• **Supplied information**:
──────
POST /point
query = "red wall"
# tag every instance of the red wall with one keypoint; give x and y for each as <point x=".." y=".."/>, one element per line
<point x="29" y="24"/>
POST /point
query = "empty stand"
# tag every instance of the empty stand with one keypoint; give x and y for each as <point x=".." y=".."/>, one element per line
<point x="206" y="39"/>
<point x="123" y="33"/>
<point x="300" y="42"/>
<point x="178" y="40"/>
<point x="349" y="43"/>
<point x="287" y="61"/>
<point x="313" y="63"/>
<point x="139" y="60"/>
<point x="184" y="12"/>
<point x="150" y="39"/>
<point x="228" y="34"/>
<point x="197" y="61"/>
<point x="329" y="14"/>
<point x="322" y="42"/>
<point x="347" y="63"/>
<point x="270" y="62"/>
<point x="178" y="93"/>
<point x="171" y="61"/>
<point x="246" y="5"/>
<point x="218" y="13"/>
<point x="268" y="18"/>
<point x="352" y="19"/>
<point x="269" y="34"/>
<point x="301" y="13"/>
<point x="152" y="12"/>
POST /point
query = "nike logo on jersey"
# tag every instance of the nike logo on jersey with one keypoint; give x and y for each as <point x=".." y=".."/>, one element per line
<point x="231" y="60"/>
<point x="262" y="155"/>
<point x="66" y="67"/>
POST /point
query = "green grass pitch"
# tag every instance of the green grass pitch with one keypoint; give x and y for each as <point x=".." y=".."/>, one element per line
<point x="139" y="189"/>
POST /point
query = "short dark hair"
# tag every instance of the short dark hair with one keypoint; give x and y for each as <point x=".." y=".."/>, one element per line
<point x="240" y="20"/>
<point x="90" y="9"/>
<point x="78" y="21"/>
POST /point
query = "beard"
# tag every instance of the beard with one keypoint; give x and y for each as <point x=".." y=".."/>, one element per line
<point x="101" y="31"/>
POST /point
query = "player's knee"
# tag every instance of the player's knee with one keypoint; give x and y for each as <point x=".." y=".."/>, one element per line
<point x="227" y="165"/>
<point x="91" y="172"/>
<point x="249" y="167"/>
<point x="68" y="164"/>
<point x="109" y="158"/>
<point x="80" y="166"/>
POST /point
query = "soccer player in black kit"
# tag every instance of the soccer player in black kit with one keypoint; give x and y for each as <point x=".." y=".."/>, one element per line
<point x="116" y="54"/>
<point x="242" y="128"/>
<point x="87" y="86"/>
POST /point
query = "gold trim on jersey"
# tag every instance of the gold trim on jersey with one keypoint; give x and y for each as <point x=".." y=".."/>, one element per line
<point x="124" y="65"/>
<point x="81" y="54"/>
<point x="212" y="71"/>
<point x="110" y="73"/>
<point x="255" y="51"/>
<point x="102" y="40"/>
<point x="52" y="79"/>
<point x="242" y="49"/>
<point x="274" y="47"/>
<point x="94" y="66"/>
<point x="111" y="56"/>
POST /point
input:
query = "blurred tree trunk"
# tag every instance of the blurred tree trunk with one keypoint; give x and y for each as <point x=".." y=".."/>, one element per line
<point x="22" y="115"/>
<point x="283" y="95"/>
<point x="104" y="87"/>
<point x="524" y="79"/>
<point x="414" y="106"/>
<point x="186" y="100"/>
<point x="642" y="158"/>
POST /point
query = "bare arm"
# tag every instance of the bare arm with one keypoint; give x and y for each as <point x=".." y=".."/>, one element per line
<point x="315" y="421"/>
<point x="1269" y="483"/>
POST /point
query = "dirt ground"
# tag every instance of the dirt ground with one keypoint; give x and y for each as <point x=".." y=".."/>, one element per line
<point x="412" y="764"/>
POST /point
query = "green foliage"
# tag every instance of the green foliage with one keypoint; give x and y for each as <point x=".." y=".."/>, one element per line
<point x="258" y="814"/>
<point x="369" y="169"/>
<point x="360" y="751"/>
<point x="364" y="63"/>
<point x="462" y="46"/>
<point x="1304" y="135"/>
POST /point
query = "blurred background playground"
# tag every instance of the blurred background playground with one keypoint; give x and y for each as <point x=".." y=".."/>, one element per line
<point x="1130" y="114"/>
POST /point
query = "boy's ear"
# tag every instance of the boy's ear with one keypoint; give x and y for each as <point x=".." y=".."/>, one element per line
──────
• **Exercise requirements**:
Nothing but the lines from the one with "# tag every instance of the blurred background" through the last line of the records above should be retyped, and those word for word.

• **Result of this exercise**:
# tag every instance of the blurred background playground with one keypoint; give x and y for each as <point x=".." y=".."/>, one element per line
<point x="1130" y="114"/>
POST /point
query = "boy's ear"
# tag every instance of the boy's ear with one keypoint; give x and y for each as <point x=".." y=".."/>, one element per line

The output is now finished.